Labeled-object pointing entries:
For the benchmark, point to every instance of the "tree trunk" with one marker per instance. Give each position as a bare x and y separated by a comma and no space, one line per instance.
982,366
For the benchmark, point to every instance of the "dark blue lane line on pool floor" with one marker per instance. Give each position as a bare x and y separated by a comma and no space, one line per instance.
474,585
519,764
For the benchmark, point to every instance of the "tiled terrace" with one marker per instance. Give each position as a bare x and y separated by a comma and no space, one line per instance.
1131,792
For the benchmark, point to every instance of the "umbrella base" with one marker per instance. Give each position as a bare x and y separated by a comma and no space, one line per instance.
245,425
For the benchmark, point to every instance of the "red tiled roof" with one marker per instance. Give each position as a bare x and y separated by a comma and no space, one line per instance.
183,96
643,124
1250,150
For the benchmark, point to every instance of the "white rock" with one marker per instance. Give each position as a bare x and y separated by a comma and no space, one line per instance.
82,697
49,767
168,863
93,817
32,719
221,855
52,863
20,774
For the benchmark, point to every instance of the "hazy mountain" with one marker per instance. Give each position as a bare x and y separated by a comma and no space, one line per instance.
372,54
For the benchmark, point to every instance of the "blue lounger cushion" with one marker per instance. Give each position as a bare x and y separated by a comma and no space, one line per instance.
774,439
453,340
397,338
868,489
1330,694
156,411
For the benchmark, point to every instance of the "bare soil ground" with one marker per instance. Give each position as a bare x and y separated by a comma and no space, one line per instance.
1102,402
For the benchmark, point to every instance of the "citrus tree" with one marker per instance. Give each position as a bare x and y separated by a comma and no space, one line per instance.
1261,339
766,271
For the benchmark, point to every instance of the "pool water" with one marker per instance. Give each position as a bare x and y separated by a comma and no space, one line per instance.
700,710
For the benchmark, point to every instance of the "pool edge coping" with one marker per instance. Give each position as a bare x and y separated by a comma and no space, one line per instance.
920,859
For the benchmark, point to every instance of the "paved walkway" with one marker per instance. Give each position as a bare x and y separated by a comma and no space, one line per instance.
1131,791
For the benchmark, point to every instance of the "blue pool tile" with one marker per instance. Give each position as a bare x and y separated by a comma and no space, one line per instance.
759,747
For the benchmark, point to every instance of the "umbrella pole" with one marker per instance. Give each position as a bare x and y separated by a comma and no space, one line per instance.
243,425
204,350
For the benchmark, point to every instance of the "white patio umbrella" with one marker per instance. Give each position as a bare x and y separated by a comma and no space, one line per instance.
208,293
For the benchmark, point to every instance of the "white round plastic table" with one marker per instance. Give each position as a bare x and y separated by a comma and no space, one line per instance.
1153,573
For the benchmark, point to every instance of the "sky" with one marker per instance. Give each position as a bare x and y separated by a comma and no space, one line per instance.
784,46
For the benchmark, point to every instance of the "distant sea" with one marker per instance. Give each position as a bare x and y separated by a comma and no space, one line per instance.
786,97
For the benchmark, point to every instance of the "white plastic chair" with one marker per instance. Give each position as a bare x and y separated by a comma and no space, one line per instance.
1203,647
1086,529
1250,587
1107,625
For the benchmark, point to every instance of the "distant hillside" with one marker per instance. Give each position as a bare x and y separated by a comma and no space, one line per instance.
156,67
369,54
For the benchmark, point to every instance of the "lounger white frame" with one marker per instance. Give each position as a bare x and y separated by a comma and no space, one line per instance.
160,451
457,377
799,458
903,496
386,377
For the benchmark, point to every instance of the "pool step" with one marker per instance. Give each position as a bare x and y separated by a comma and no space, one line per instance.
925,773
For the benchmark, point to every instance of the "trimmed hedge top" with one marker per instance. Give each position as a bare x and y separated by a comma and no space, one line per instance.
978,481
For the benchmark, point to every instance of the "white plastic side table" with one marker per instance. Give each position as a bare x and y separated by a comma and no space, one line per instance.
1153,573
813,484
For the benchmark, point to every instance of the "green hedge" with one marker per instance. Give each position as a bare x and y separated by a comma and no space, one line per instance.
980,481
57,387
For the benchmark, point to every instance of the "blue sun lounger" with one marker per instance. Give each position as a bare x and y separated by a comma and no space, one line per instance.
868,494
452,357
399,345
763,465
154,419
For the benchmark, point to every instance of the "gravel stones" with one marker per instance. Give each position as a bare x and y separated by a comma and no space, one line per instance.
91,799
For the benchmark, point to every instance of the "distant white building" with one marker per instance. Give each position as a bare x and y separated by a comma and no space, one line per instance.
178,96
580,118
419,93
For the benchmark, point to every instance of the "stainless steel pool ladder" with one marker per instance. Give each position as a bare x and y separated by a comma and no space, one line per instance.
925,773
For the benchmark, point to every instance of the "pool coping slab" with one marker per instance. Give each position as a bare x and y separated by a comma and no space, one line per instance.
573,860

## EXERCISE OBJECTIVE
Exactly as written above, please repeat the entries.

## SOLUTION FOR THIS EXERCISE
For the benchmark, point to every instance of the "tree trunk" with one marker per instance. Give each position as a bare x and y separated by a comma and no space, one line per instance.
982,366
For the benchmark, point to every instance of the "dark blue lane line on pool floor" with one marker per instance. Give each position as a bare x and y separated by a comma and no space, one line per instance.
474,585
519,764
For the benchmark, point to every instance of the "tiled terrace" with one marker per instance. Give each position as a bare x and y separated by a comma and no space, one line per instance.
1131,792
For the benchmark, point to every instance of the "umbrella base" with one marker per instance. Give each position as a bare x and y separated by a comma and no space, one line per instance.
245,425
For the benchmark, point to every instance of the "red tiled roof" with one marker per instance. Give each position as a bare x and y separated by a comma and no space, one line per instance.
183,96
643,124
1250,150
For the benchmark, point to every instance of the "white rock" with one marker per instance. Give each position as a bare x and y separated by a comma and no space, one line per instance.
82,697
49,767
168,863
93,817
32,719
221,855
52,863
20,774
For the benchmark, point to every instance of the "hazy mountain" with one marker per instance. Give each position as a bare x and y separated by a comma and no space, one line per instance.
372,54
For the benchmark, point to every instance of the "blue lounger cushion" with one marker per instance. Give each position as a bare x and y separated by a comma and no space, one line per instance.
774,439
453,340
397,338
868,489
1330,694
156,411
For the benchmark, point to every instance of the "bare soil ground" with one marker per instance. Give each position as a bare x and y separated by a comma and no space, one line per instance.
1102,402
For the benchmark, point to every instance of the "citrus tree" with one marker per instance. Give each position as a bare x and y separated by a comma and no space, one line per instance.
1261,339
766,271
For the benchmark, point to every instance of the "pool water" with one marker per instance. Give each position as a bare x and y separated by a comma and no space, one line per instance.
700,710
For the benchmark, point to every instance of the "pool edge coping" with one marker per instance. Give each position as a bare x and y separated by a comma and no space, one line per instance.
920,859
For the benchmark, point to every instance of the "paved walkway" with one marker per instance. Give each position as a bare x and y separated by a comma and no space, one line per instance.
1131,791
For the benchmark, point to every instance of the "blue pool tile" with one marker per instance. Give each position as a bare x and y separated by a comma and no space, one line per instance.
759,747
For the benchmark, point to every instance of the "umbrella pole" with one marker per instance. Give each position as a bare x and y separated by a comma and no space, one line per instance.
243,425
204,350
For the benchmark, point to every instance of the "white patio umbrella" with one marker per instance. Give each position as a bare x and y separated by a comma and no space, one line per instance.
208,293
For the benchmark, point to every instance of the "white round plastic table" with one marker per instance. Give each position as a bare x and y separated by a comma and no space, one line per instance.
1153,573
For the benchmark, point to every instance of the "sky" with one marker per instance. Give each position as a bare x and y separated by a comma and no space, one line per instance.
784,46
For the benchmark, point to every instance of the "distant sea" with one marker per instance. Give each position as a bare x and y separated by a comma and no space, one line per instance.
786,97
For the benchmark, point to every instance of the "white plastic chair" with one marker per instance. Give each position as a bare x and y separated by a comma and no space, one line per instance.
1203,647
1086,529
1250,587
1107,625
For the benchmark, point to every instance of the "distant hillside" with one marker per instance. Give each position as a bare x and y separated by a comma and no space, one line per instance.
156,67
369,54
For the benchmark, point to every instance of the "lounger white frame" with one marker per instance. Give each position as a bare x and y separated by a comma and no space, one line per instance.
160,451
457,377
799,458
903,496
386,377
For the benchmark, point to every instance of the "pool step" with one marker per instance. Give each position as a bare x and y separated by a comma and no space, one line per instance.
925,773
For the benchmark, point to every instance of the "trimmed hedge top" with one marker per instance. Give each position as a bare x and y separated by a comma and no space, one line per instance.
978,481
For the benchmark, point to every instance of the "white plastic side table" with one marker per instance. Give each position as a bare x and y separated by a comma and no space, one line per instance.
1153,573
813,484
For the benchmark, point to every instance of the "green hedge" with one marker per instance. Give each position as a bare x and y separated by a comma and no space, one line per instance.
980,481
57,387
For the benchmark, point to every instance of the "blue sun lounger" with one marker per instance. Give each position as a bare x and y separated by a comma and no space, one line per instance.
868,494
452,357
399,345
763,465
154,419
For the benchmark, point to every instance of the "gravel stones" with one marker per instance. Give each position as a bare x and y separated by a comma and no space, one line per instance.
91,799
For the benchmark, point to every instance of the "distant white building" with one marker per instance. Give each position as a bare x and y separated by a comma and no space, one line per instance.
178,96
580,118
419,93
For the benchmark, point to every instance of the "stainless steel pool ladder" with one marker per instance. Give each position as a bare x and y separated by a comma and no space, one line per instance.
925,773
For the benchmark, point to every instance of the "pool coping slab" with one marker per instance. Give each position as a bare x and y separated by a comma and no space, one line per instance.
573,860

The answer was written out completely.